WHAT THE TASK REQUIRES — Please list every line of the records below that contains the word "rods", copying each line in full.

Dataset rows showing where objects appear
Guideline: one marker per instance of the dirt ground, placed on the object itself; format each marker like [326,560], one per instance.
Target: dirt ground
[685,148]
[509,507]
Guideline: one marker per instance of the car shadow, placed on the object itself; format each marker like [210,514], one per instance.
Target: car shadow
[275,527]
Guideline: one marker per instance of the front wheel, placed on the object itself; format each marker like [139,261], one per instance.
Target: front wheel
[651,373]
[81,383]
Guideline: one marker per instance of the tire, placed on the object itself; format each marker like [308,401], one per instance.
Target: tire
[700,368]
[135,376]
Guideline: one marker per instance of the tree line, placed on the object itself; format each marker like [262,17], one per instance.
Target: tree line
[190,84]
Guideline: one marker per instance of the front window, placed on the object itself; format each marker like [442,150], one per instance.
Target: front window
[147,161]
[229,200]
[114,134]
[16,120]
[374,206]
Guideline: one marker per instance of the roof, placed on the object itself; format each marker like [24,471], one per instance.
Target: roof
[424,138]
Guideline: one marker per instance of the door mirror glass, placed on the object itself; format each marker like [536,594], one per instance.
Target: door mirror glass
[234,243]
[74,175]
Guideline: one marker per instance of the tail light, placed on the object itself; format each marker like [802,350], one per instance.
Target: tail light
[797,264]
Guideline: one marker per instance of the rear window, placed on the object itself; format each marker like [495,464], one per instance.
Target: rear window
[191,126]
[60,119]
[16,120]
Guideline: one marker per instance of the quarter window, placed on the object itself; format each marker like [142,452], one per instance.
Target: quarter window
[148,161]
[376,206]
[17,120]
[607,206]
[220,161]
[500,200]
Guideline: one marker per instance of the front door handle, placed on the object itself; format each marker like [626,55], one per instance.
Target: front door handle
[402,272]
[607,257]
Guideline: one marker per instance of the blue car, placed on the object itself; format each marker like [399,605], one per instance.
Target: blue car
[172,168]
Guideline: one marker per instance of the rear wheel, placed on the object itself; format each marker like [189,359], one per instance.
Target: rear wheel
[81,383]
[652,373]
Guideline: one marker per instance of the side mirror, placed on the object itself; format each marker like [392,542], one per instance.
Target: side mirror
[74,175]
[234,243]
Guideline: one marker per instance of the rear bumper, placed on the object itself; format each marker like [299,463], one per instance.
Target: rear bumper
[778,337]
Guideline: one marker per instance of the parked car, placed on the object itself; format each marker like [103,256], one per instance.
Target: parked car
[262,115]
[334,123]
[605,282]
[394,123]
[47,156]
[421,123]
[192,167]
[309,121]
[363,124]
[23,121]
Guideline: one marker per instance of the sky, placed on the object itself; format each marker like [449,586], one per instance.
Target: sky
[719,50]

* * *

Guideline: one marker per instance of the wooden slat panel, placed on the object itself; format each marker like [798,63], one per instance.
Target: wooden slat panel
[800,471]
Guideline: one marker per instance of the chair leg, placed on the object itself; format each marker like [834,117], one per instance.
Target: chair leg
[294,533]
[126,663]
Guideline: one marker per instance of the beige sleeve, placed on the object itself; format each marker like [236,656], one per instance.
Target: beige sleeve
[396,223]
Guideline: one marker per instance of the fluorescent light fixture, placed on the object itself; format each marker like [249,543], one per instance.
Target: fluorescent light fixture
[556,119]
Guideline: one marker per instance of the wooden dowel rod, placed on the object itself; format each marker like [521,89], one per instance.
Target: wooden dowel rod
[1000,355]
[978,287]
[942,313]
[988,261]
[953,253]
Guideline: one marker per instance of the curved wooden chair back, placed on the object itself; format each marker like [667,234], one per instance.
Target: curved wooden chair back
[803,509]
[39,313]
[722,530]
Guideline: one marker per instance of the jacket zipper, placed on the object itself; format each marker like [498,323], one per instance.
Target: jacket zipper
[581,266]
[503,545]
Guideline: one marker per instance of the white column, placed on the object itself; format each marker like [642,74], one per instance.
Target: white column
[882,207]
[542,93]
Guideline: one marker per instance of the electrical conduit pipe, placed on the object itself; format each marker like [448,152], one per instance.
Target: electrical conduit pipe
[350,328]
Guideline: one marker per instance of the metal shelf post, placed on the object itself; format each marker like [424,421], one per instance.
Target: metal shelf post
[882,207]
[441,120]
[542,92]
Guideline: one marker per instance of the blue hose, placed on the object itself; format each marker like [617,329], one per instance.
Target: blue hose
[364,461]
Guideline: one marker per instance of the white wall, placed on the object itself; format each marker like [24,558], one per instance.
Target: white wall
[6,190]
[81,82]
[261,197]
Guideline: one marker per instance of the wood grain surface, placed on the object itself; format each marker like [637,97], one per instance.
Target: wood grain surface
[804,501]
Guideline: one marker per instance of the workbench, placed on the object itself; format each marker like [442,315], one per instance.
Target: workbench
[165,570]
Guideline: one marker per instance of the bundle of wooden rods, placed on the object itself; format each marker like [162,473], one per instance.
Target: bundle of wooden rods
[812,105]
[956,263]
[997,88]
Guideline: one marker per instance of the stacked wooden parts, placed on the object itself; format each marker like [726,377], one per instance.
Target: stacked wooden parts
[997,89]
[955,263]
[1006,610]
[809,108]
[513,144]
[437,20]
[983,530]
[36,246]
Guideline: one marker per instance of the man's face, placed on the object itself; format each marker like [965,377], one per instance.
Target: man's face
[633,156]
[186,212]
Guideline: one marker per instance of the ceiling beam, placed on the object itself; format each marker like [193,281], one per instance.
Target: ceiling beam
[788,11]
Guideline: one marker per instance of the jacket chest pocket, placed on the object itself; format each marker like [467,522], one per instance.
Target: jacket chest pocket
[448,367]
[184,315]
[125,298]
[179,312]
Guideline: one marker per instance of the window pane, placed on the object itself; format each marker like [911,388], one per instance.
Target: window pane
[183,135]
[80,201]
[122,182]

SOLUTION BELOW —
Guideline: one marker per instance of the bundle of wooden rods, placed on the object itself; format each marker like [162,473], one per instance.
Target: bundle of wooden rods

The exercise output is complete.